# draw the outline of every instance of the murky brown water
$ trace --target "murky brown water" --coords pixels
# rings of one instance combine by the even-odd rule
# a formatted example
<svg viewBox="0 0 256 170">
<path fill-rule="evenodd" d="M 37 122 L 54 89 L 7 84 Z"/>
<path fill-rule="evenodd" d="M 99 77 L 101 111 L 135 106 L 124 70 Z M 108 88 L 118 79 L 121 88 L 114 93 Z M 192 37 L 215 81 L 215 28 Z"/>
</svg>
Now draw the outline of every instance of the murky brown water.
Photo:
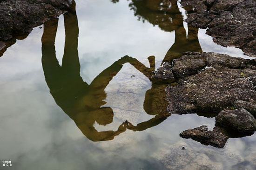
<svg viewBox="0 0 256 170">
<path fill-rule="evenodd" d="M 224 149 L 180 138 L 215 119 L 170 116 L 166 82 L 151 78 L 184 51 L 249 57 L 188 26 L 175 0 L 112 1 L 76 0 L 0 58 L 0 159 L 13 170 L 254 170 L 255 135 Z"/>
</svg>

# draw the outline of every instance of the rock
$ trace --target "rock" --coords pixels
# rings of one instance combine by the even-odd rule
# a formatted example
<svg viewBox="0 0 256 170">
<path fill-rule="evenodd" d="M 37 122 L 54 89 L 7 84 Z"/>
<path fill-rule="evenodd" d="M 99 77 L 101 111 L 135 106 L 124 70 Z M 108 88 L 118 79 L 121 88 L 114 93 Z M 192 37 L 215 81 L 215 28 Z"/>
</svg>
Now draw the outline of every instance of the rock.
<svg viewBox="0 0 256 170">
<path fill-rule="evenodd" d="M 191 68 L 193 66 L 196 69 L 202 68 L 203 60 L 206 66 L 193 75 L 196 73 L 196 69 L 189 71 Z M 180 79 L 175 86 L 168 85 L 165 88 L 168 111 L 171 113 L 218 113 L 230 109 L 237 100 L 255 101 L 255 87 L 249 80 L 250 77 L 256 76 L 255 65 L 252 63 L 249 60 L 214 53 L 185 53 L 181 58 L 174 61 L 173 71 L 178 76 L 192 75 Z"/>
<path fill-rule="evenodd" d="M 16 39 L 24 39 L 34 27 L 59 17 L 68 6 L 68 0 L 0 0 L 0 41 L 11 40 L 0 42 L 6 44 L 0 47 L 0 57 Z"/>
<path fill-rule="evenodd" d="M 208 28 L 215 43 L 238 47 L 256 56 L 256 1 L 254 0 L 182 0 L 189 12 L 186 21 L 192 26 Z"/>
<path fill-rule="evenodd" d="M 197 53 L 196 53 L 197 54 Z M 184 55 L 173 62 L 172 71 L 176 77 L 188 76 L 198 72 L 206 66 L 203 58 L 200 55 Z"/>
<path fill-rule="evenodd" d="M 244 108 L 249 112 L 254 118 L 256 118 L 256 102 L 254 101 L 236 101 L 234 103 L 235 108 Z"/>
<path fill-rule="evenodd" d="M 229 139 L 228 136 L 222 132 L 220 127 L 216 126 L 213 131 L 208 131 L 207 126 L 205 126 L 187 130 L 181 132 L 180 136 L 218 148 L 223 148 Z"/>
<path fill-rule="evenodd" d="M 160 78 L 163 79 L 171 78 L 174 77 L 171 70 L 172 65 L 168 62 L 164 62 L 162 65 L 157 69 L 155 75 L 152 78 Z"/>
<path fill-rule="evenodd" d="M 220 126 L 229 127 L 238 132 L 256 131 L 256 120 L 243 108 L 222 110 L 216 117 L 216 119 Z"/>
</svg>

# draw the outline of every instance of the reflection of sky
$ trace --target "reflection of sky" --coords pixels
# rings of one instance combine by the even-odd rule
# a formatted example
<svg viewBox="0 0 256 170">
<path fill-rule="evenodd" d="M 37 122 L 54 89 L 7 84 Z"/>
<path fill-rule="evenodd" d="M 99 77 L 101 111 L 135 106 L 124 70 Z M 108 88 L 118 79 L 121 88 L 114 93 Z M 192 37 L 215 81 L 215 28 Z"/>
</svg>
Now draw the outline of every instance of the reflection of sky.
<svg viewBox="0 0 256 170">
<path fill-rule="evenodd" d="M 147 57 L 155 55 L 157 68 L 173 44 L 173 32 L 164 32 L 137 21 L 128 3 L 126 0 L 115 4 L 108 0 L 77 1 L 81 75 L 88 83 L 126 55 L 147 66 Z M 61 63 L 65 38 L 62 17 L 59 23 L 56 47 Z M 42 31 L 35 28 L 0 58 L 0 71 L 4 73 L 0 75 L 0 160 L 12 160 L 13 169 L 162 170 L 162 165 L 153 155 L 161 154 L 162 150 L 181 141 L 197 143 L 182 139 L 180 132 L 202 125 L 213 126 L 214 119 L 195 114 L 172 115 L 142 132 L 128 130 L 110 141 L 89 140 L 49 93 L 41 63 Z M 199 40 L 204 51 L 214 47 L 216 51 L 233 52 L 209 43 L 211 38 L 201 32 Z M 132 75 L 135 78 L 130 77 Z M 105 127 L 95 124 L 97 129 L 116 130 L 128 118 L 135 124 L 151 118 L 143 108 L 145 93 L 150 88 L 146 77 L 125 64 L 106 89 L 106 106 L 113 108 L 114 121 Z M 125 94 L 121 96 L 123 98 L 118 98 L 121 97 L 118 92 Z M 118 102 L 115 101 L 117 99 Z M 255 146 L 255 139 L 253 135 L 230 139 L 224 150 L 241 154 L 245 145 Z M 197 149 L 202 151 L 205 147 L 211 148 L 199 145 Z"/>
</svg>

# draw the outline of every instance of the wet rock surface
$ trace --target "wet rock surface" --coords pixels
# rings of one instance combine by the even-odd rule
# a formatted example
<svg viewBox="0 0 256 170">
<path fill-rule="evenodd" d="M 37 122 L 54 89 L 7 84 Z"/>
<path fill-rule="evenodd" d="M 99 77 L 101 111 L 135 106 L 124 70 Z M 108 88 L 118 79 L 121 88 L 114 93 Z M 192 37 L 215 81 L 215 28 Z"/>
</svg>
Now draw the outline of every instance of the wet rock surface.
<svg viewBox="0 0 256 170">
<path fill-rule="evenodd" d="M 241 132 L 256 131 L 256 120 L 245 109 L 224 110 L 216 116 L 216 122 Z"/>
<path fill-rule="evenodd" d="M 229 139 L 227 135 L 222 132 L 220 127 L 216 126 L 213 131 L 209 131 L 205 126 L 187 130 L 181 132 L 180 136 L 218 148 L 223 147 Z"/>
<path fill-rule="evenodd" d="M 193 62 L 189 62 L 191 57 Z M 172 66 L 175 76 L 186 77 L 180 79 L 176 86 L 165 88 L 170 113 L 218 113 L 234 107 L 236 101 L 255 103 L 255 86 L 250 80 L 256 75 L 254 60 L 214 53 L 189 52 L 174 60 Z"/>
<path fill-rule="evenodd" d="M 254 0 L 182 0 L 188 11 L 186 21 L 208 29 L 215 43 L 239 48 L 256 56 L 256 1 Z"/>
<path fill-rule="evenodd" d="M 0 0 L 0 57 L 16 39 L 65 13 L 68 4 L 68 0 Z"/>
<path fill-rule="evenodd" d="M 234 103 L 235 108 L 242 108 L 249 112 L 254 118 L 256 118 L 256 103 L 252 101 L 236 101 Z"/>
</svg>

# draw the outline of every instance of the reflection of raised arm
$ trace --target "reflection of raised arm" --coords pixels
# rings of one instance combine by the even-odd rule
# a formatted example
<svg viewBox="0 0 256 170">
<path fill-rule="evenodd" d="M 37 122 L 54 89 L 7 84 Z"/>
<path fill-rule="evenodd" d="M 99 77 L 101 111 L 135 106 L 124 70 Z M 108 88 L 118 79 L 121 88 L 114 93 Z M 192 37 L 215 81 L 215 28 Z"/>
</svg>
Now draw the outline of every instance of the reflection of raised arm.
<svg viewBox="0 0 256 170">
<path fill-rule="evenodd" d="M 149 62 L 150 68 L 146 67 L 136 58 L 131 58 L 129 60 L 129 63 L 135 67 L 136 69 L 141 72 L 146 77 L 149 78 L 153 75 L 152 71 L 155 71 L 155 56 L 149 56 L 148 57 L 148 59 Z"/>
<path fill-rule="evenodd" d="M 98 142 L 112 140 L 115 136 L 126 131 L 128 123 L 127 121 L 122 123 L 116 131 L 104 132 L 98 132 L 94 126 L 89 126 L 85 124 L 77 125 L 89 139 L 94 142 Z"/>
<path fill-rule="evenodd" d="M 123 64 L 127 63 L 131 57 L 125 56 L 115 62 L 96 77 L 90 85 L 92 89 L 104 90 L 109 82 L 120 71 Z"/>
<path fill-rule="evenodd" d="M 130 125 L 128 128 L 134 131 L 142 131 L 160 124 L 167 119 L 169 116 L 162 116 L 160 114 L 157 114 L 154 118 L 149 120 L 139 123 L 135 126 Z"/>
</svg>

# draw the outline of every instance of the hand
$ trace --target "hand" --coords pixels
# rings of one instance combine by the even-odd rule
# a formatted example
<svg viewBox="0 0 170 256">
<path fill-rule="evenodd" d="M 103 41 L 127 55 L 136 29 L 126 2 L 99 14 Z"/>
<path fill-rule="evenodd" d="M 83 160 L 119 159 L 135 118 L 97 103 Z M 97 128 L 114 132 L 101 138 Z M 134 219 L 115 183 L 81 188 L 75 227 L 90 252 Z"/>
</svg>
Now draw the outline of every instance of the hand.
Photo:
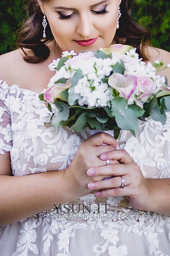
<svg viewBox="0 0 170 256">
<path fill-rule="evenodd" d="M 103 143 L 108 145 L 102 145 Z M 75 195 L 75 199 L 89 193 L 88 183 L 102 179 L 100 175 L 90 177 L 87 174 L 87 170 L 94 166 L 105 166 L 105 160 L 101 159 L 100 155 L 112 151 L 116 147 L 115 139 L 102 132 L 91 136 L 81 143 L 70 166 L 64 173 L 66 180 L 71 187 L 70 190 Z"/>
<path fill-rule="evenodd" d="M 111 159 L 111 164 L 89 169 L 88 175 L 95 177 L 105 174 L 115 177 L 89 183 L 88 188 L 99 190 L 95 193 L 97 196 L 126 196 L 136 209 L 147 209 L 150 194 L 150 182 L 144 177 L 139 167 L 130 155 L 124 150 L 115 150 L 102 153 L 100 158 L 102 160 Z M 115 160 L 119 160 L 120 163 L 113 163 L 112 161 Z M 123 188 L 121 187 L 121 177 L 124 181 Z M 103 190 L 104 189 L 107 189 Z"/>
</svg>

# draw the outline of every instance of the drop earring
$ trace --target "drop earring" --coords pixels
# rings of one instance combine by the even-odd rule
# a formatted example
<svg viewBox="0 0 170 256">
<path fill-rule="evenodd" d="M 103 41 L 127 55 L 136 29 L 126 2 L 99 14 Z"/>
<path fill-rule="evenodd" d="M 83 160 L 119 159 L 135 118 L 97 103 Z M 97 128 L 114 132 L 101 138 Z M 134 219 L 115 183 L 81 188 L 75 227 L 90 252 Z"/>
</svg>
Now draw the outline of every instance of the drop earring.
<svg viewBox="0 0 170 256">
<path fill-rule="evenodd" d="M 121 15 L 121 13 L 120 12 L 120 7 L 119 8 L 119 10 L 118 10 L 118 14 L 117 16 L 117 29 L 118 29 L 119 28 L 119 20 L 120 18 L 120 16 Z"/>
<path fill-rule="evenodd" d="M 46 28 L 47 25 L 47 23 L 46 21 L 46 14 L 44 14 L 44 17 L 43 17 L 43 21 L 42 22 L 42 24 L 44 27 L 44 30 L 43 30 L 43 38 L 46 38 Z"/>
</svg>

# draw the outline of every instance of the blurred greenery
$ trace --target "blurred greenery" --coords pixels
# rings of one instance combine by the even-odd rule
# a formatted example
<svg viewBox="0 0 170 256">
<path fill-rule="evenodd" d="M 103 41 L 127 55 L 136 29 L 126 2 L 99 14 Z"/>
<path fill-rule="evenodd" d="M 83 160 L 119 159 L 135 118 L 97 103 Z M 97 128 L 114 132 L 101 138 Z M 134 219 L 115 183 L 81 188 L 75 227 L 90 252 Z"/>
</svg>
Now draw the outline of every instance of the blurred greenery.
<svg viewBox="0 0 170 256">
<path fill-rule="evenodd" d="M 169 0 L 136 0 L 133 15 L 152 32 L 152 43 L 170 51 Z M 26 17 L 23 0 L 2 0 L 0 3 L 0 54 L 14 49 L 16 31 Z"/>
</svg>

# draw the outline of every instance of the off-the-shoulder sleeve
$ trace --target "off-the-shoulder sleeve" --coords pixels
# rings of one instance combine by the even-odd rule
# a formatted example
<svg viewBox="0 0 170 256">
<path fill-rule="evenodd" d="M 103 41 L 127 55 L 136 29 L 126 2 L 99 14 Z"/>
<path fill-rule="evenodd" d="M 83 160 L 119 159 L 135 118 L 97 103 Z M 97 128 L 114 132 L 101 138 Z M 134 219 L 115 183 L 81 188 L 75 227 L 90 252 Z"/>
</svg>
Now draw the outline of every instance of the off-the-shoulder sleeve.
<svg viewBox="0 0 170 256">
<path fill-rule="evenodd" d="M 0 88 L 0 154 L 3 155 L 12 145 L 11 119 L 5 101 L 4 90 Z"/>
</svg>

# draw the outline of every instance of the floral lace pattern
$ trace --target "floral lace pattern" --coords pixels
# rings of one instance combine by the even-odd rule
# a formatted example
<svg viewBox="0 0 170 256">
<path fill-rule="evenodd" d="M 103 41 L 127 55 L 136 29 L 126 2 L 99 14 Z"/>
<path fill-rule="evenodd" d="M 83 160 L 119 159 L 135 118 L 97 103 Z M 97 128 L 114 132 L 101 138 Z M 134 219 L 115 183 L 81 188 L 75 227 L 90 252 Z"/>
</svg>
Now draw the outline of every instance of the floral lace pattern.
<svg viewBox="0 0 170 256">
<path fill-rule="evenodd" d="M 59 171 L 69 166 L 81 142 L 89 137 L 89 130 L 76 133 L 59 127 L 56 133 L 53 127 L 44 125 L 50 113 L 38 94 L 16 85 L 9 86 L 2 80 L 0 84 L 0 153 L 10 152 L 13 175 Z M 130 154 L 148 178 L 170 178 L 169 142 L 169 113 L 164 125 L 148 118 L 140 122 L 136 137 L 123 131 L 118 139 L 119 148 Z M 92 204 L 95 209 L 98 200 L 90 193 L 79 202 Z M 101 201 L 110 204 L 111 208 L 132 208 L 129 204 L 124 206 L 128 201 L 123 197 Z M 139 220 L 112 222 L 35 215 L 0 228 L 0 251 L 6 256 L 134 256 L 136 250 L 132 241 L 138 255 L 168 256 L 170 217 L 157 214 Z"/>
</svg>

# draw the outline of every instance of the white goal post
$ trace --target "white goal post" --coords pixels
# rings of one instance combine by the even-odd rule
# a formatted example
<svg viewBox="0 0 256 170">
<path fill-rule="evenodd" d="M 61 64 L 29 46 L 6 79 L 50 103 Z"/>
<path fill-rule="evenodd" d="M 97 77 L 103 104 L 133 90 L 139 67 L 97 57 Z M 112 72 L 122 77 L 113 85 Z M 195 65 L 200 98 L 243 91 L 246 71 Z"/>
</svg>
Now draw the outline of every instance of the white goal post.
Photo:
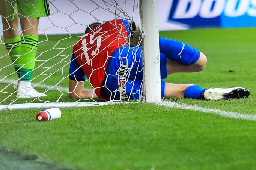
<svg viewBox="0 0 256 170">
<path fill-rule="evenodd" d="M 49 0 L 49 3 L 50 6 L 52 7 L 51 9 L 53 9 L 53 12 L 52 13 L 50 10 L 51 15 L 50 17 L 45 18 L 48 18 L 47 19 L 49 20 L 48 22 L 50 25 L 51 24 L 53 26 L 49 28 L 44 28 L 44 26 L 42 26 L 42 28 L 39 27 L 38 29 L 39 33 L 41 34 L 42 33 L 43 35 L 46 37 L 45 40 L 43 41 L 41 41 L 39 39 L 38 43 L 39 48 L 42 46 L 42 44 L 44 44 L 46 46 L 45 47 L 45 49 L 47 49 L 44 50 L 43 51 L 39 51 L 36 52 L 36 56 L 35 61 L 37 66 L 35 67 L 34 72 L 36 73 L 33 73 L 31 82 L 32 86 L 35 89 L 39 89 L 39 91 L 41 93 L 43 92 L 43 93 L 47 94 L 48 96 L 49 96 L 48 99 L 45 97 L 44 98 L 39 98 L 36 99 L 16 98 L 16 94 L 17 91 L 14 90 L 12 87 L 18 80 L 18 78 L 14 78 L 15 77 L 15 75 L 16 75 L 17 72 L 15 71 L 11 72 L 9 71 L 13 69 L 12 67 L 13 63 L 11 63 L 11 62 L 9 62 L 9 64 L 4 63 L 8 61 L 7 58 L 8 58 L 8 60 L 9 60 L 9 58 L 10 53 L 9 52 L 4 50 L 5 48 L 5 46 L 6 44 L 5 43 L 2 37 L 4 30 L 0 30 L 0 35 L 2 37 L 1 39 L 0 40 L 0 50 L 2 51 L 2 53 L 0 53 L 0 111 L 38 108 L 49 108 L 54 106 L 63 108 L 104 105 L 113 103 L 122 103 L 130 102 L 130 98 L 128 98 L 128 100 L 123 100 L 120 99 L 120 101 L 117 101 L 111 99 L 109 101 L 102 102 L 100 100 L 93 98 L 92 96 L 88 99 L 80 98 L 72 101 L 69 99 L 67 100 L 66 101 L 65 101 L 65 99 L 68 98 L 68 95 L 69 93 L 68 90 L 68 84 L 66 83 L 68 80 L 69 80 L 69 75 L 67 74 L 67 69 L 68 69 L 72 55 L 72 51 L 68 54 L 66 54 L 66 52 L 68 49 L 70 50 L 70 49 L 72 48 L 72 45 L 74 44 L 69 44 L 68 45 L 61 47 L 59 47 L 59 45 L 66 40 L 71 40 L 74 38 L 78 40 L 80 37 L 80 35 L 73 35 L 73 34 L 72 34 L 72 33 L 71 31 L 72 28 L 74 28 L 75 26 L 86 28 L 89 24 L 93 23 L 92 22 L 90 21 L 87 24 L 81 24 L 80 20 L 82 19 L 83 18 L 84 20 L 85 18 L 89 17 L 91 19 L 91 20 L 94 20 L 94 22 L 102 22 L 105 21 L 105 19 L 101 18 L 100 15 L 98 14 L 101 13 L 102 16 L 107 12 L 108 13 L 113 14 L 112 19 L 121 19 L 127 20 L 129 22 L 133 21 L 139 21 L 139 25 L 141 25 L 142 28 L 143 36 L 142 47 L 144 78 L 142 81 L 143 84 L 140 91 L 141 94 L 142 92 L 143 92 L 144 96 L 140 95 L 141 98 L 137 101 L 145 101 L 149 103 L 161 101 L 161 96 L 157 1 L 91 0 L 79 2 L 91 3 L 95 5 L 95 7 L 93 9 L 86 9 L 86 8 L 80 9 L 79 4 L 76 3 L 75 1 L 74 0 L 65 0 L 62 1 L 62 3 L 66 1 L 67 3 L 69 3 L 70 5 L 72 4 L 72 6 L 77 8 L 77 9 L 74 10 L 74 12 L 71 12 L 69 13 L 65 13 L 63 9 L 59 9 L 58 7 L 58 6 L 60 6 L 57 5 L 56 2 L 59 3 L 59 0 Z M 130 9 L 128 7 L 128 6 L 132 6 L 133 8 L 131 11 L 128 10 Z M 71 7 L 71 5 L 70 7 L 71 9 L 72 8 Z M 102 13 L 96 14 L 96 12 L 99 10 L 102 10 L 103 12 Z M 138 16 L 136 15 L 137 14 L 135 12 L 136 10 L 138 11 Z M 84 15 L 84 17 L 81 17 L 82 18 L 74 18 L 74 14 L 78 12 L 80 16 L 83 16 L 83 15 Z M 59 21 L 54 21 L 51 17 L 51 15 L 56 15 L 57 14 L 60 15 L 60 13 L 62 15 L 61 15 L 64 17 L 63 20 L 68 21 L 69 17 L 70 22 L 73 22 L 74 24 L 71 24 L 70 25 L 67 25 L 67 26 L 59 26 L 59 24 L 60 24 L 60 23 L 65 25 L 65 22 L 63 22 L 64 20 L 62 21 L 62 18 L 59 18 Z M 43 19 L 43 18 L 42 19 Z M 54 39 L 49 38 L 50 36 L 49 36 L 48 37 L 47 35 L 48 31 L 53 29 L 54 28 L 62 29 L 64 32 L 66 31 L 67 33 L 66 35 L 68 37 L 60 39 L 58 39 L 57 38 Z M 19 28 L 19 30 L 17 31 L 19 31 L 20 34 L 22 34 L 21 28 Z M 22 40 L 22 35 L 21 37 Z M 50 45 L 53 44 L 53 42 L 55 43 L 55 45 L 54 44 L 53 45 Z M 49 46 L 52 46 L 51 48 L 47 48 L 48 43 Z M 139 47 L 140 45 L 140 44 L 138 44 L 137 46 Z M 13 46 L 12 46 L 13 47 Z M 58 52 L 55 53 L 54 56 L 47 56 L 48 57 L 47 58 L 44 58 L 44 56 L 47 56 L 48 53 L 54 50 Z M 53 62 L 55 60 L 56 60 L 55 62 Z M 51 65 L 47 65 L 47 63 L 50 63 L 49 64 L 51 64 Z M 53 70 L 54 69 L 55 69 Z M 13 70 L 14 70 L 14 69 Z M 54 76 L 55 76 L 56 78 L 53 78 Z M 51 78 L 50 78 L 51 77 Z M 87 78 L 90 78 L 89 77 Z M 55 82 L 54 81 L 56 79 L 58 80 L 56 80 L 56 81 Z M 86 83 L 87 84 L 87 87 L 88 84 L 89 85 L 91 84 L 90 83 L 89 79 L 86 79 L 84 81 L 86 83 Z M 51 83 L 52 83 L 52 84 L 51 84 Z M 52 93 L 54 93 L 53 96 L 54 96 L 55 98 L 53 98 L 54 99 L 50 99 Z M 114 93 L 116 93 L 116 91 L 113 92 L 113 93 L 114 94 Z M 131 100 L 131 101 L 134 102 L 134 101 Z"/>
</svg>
——————————
● CONSEGNA
Indica quante righe qui sopra contengono la stringa "drop". Scrivi solo il numero.

● LA RISPOSTA
3